THE TASK
Write out the listing below word for word, keeping every line as it appears.
● ● ●
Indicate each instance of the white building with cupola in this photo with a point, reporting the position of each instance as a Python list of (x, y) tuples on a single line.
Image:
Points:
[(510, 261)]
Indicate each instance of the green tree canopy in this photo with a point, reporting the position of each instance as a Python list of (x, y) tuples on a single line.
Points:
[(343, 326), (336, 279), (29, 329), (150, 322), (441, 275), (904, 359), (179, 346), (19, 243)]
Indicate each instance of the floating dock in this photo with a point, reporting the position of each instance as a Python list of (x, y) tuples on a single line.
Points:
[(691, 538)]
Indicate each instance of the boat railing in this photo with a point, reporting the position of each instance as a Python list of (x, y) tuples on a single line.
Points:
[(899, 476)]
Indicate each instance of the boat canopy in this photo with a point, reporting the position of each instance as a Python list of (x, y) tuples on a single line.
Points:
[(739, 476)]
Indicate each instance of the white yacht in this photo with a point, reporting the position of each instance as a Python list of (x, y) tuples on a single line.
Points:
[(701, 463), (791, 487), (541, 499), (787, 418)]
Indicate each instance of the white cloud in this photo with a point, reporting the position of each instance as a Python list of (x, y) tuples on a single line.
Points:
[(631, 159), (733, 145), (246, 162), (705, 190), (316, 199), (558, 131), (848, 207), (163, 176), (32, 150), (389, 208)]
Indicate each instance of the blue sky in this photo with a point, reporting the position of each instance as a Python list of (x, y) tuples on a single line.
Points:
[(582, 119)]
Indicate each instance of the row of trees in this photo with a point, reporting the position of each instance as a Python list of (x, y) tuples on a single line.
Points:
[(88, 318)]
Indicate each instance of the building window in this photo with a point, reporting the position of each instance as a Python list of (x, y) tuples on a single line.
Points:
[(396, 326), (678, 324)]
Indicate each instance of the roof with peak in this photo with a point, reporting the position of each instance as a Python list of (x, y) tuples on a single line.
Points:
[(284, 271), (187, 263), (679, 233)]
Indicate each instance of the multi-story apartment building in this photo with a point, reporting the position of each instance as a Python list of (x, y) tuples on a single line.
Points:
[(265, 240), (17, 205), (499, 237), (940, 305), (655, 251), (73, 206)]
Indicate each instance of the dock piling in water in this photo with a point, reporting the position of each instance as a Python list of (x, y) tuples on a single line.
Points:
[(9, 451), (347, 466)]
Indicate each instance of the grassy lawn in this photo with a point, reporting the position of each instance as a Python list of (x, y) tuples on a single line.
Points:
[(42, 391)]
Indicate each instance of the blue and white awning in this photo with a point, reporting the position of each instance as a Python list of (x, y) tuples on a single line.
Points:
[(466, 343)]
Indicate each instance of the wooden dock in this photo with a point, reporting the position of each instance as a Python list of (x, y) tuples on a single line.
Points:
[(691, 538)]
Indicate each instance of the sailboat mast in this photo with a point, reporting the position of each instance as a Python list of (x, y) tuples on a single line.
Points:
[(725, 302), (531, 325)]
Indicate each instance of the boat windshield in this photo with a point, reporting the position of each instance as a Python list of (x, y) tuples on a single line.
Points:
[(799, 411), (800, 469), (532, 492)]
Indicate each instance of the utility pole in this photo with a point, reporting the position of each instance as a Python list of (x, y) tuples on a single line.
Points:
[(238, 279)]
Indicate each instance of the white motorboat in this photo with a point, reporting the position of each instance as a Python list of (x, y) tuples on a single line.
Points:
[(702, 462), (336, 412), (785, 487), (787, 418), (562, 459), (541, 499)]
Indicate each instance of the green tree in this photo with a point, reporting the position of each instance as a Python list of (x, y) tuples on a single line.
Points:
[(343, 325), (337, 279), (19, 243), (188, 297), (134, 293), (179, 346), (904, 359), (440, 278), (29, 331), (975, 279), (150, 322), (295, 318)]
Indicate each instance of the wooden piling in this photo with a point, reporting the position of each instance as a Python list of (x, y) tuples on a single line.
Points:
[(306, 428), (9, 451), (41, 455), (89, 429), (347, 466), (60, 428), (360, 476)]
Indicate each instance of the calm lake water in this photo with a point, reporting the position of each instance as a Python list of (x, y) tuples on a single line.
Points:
● ● ●
FINAL RESULT
Indicate each instance of the white building with cupola in this photo with a point, reporting the position of each instance as a Python list of (x, y) tuples on a single line.
Image:
Points:
[(510, 261)]
Indicate each instance of the green tree canopy in this photo with a point, reporting the position of each instance as a Python list of (x, y) tuples on a single line.
Points:
[(343, 326), (336, 279), (29, 329), (150, 322), (441, 275), (904, 359), (179, 346), (19, 243)]
Indicate each instance of the floating dock in this photo with a point, reporting the position of each instance as a Python list of (x, y) tuples on a single line.
Points:
[(691, 538)]
Indicate each instance of the boat railing in this photo with a point, reporting the position of each instance as a Python list of (x, y) tuples on a single line.
Points:
[(899, 476)]
Indicate each instance of the boat canopy in this photo with a point, reporting the position of each instance as a Python list of (x, y) tuples on a single line.
Points:
[(739, 476)]
Indicate each instance of the white yacht in this photo with a point, reporting the position of each instance as a Python list of (x, y) tuples on a single line.
Points:
[(701, 463), (791, 487), (541, 499), (787, 418)]
Indicate each instance of the white cloud in this photo with a point, reporting the position of each instance as a Python list of (x, y) tuples on a single line.
Points:
[(631, 159), (733, 145), (246, 162), (705, 190), (316, 199), (558, 131), (848, 207), (163, 176), (32, 150), (389, 208)]
Indicate each instance of the blue sky in this photo with a point, reporting the position of each instance as a Python list of (x, y) tuples on a single line.
Points:
[(582, 119)]
Indicate each instance of the row of trees in this photo with a point, reporting the position of each instance as a Python list of (x, y) tuples on a single line.
Points:
[(88, 318)]
Indicate each instance of the building window in this photo with a point, reporting the position of each instance as a Python list of (x, y) tuples on a single line.
Points:
[(396, 326), (678, 324)]
Indicate each instance of the roof with peak in this photo with a point, reporting the position of each instance as a Python list of (x, y) tuples on a single line.
Points:
[(284, 271), (187, 263), (679, 233)]
Indicate each instance of the multi-story apartment building in this photo with a point, reporting the position of each instance as a Python list of (x, y) tuples on a single line.
Points:
[(265, 240), (17, 205), (499, 237), (940, 305), (655, 251), (73, 206)]
Indicate each instance of the dock piling in water in this photo with a point, reporting the position of each instance as a Python list of (x, y) tuples on a single line.
Points:
[(9, 451), (347, 466)]
Indicate each instance of the grassy lawn in this photo with a point, reporting the position of each instance as a Python list of (x, y) tuples on a single line.
Points:
[(42, 391)]
Indicate each instance of the blue and white awning in this photo with a point, reporting the position of each instance as a Python list of (x, y) tuples on a single line.
Points:
[(466, 343)]
Indicate each instance of the wooden dock in this photo with a point, reporting the position of each instance as a Python list of (x, y) tuples on a single line.
Points:
[(691, 538)]
Indicate each instance of the sailboat mast in this photo with a point, reporting the position of each instance as a Python list of (x, y) tuples on a single line.
Points:
[(725, 302), (531, 325)]
Indicate each instance of the boat windshield in this photo with a point, reporting the position of each instance as a Python list of (x, y) tuples on a single line.
Points:
[(799, 411), (800, 469), (532, 492)]
Indicate each instance of the utility pole in this photo with a point, reporting the position of each instance as a Python list of (x, y) tuples on a single line.
Points:
[(238, 279)]
Indicate each instance of the white motorboat in this photo with a point, reporting the position of each instance as a Python list of (x, y) tuples on a single line.
Points:
[(702, 462), (336, 412), (785, 487), (787, 418), (562, 459), (541, 499)]
Indicate each instance of the green tree in this photo with a point, reporting the position of each instance as a Python list of (x, y) tuples on a single line.
Points:
[(343, 325), (337, 279), (19, 243), (188, 297), (134, 293), (179, 346), (904, 359), (440, 278), (29, 331), (975, 279), (150, 322), (295, 318)]
Indicate each instance of the wooden piling in this photo with a point, reporting the position of each instance as a Python list of (x, y) tuples on a single line.
Points:
[(306, 428), (9, 451), (41, 455), (89, 429), (347, 466), (60, 428), (360, 476)]
Indicate each instance of the calm lake water in this photo with a point, reporting the position of each instance as a Python list of (x, y) tuples on a single line.
Points:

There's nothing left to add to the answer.